Data items
════
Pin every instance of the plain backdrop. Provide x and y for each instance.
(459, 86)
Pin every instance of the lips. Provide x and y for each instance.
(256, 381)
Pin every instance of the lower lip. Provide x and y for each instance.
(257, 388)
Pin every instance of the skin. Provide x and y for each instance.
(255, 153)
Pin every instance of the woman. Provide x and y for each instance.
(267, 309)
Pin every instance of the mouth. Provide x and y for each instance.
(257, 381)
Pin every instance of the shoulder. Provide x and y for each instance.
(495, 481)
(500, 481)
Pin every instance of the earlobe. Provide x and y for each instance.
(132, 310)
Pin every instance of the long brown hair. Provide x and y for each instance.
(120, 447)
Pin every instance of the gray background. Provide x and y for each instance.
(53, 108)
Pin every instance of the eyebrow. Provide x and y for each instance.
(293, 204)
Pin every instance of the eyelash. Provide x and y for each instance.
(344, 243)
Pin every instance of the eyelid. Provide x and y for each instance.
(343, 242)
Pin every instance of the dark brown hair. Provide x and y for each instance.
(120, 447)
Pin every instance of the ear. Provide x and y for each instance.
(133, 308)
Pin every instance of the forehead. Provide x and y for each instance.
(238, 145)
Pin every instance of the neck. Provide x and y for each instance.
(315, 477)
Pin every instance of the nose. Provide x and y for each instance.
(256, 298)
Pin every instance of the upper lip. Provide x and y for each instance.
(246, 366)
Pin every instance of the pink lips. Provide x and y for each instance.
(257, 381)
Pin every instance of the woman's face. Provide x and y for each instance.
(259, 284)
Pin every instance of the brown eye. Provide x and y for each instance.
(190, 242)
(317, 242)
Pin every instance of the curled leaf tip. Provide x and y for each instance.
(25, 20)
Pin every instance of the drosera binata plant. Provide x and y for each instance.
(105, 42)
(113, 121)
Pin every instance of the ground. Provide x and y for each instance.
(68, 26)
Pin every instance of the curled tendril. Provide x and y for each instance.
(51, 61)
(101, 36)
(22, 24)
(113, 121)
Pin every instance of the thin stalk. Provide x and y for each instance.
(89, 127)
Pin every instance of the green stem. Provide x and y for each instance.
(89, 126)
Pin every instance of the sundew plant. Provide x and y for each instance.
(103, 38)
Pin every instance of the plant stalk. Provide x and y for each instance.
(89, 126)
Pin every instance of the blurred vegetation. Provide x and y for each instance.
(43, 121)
════
Problem details
Output the data above in full and exactly.

Exercise response
Pin every instance of the plain backdrop. Provide x and y for each instance.
(459, 86)
Pin every instance of the lips. Provide x and y for each instance.
(256, 381)
Pin every instance of the lower lip. Provide x and y for each instance.
(257, 388)
Pin every instance of the skin. Provide x and y for each instance.
(255, 153)
Pin every instance of the woman. Provide x and y for each instance.
(267, 309)
Pin every instance of the mouth. Provide x and y for each instance.
(257, 381)
Pin every instance of the shoulder. Provide x and y for each instance.
(495, 481)
(500, 481)
Pin every instance of the earlobe. Provide x and y for each instance.
(132, 310)
Pin every instance of the long brown hair. Provide x and y for each instance.
(120, 447)
Pin every instance of the gray background. Provide x and y for each instance.
(53, 108)
Pin every instance of the eyebrow. Provide x and y for each instance.
(293, 204)
Pin every instance of the eyelash. Provide x and y for each instance.
(344, 243)
Pin every instance of the eyelid. Provide x and y for each instance.
(343, 242)
Pin every instance of the dark brown hair. Provide x and y for each instance.
(120, 447)
Pin every instance of the ear. Provide x and y for each instance.
(133, 308)
Pin every instance of the forehead. Provide x and y for each instance.
(238, 145)
Pin every instance of the neck. Provide x and y for each instance.
(315, 477)
Pin every instance of the nose. Provide x and y for each instance.
(256, 298)
Pin every instance of the upper lip. Provide x and y for each instance.
(246, 366)
Pin every instance of the pink lips. Provide x and y for each instance.
(257, 381)
Pin every instance of the woman's face. Provide x and y for each instance.
(259, 284)
Pin every instance of the brown eye. Provide x and y for each instance.
(190, 242)
(317, 242)
Pin every instance of the curled leaf tip. Provide x and y for each instance.
(25, 20)
Pin every instance of the drosera binata plant. Provide x and y for each instance.
(105, 42)
(113, 121)
Pin every instance of the ground. Provide x and y for each instance.
(68, 26)
Pin every instance of the curled tendril. Provide x and y for each instance.
(51, 61)
(101, 36)
(22, 24)
(113, 121)
Pin every instance of the thin stalk. Provide x and y for each instance.
(89, 127)
Pin every instance of the green stem. Provide x and y for each instance.
(89, 126)
Pin every instance of the sundew plant. Provide x and y for each instance.
(103, 38)
Pin every instance of the plant stalk. Provide x and y for each instance.
(89, 126)
Pin every instance of the blurred vegetation. Provide x and y for each instance.
(43, 121)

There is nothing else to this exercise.